◆ Stated exercise ◆
Reproduce every item below verbatim, line by line, with no changes.

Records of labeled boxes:
↓
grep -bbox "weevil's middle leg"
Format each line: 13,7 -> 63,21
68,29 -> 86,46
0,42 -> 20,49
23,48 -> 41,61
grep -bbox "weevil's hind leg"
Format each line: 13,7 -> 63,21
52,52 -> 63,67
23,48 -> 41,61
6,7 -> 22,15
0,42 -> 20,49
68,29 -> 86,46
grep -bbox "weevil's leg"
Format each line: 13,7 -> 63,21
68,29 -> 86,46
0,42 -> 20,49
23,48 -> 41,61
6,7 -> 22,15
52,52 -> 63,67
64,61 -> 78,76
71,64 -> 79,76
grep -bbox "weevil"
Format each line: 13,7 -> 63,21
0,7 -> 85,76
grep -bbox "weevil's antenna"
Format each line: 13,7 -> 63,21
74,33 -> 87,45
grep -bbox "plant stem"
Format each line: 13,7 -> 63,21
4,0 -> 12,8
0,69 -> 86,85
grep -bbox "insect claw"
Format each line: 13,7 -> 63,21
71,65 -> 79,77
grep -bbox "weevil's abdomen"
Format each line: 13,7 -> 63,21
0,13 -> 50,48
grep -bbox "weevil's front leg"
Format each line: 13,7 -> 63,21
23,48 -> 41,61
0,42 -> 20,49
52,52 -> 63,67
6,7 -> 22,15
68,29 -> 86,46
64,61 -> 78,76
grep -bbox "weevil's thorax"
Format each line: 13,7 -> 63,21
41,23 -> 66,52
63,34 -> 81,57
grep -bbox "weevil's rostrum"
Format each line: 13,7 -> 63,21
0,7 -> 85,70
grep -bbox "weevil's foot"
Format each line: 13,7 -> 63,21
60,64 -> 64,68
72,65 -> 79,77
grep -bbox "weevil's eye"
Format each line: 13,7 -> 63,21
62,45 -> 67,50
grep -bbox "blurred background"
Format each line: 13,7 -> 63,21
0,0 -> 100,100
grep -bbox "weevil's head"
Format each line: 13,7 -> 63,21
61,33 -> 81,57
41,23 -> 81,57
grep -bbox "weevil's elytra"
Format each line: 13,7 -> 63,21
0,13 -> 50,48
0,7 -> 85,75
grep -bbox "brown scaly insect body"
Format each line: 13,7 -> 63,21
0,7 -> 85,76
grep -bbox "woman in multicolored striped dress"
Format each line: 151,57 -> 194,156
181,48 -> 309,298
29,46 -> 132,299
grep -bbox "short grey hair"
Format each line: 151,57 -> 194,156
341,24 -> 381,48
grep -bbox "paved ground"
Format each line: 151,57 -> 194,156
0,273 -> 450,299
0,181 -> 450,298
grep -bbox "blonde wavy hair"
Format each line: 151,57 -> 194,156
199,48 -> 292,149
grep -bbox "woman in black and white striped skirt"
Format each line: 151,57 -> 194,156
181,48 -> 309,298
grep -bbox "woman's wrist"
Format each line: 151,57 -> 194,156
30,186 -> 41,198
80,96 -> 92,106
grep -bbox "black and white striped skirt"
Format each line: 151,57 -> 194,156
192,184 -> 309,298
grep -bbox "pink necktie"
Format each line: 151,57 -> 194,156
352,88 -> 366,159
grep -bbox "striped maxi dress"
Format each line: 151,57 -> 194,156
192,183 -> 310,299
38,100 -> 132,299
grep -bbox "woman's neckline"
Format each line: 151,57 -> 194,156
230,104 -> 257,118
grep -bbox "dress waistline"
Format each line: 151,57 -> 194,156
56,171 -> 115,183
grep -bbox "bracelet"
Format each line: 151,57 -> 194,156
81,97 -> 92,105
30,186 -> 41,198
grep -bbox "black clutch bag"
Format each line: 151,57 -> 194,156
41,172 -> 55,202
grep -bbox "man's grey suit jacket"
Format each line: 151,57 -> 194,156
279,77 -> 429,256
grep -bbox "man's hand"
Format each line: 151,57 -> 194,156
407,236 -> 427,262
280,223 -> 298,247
↑
◆ Task answer ◆
grep -bbox "weevil's middle leg"
Format each line: 13,7 -> 63,21
68,29 -> 86,46
0,42 -> 20,49
23,48 -> 41,61
grep -bbox "weevil's hind leg"
Format each line: 13,7 -> 63,21
52,52 -> 63,67
23,48 -> 41,61
6,7 -> 22,15
0,42 -> 20,49
68,29 -> 86,46
grep -bbox "weevil's leg"
Format each line: 13,7 -> 63,21
68,29 -> 86,46
0,42 -> 20,49
23,48 -> 41,61
6,7 -> 22,15
52,52 -> 63,67
64,61 -> 78,76
71,64 -> 79,76
grep -bbox "weevil"
Format each line: 13,7 -> 63,21
0,7 -> 85,76
grep -bbox "weevil's antenna"
Format each line: 13,7 -> 63,21
74,33 -> 87,45
grep -bbox "plant stem"
Format each line: 13,7 -> 63,21
4,0 -> 12,8
0,69 -> 86,85
grep -bbox "insect claw"
Format each line: 13,7 -> 63,21
71,65 -> 79,77
grep -bbox "weevil's abdomen"
Format each line: 13,7 -> 63,21
0,13 -> 50,48
grep -bbox "weevil's front leg"
Format each line: 13,7 -> 63,21
23,48 -> 41,61
0,42 -> 20,49
52,52 -> 63,67
6,7 -> 22,15
68,29 -> 86,46
64,61 -> 78,76
grep -bbox "weevil's thorax"
Format each line: 13,7 -> 63,21
41,23 -> 66,52
63,34 -> 81,57
grep -bbox "weevil's rostrum"
Format each line: 13,7 -> 63,21
0,7 -> 85,70
grep -bbox "weevil's foot"
Format each line: 13,7 -> 63,21
60,64 -> 64,68
72,65 -> 79,77
grep -bbox "weevil's eye"
Format each line: 13,7 -> 63,21
62,45 -> 67,50
grep -bbox "blurred background"
Format each line: 13,7 -> 63,21
0,0 -> 100,100
grep -bbox "weevil's head"
Format each line: 13,7 -> 63,21
61,33 -> 81,57
41,23 -> 81,57
grep -bbox "weevil's elytra"
Format each line: 13,7 -> 63,21
0,13 -> 50,48
0,7 -> 85,75
grep -bbox "brown scaly insect body"
Format each line: 13,7 -> 63,21
0,7 -> 85,76
grep -bbox "woman in multicolored striped dress"
Format each line: 151,57 -> 194,156
181,48 -> 309,298
29,46 -> 132,299
grep -bbox "short grey hair"
Format each line: 151,57 -> 194,156
341,24 -> 381,48
grep -bbox "paved ground"
Format each line: 151,57 -> 194,156
0,273 -> 450,299
0,181 -> 450,298
grep -bbox "blonde wavy hair"
Format each line: 151,57 -> 194,156
199,48 -> 292,149
grep -bbox "woman in black and white striped skirt"
Format each line: 151,57 -> 194,156
181,48 -> 309,298
grep -bbox "woman's wrist"
Format each line: 151,57 -> 194,156
30,186 -> 41,198
80,96 -> 92,106
grep -bbox "black and white striped skirt"
Format each line: 151,57 -> 194,156
192,184 -> 309,298
grep -bbox "pink necktie"
Format each line: 151,57 -> 194,156
352,88 -> 366,159
grep -bbox "striped maxi dress"
Format each line: 151,57 -> 194,156
192,183 -> 310,299
38,100 -> 132,299
grep -bbox "woman's neckline"
Format each line: 151,57 -> 194,156
230,104 -> 257,118
grep -bbox "dress waistline"
Format each line: 151,57 -> 194,156
56,171 -> 115,183
grep -bbox "bracelet"
Format each line: 151,57 -> 194,156
81,97 -> 92,105
30,186 -> 41,198
grep -bbox "black clutch bag"
Format each line: 151,57 -> 194,156
41,172 -> 55,202
grep -bbox "man's grey suit jacket"
Format each line: 151,57 -> 194,156
279,77 -> 429,256
grep -bbox "man's hand"
Format each line: 151,57 -> 194,156
407,236 -> 427,262
280,223 -> 298,247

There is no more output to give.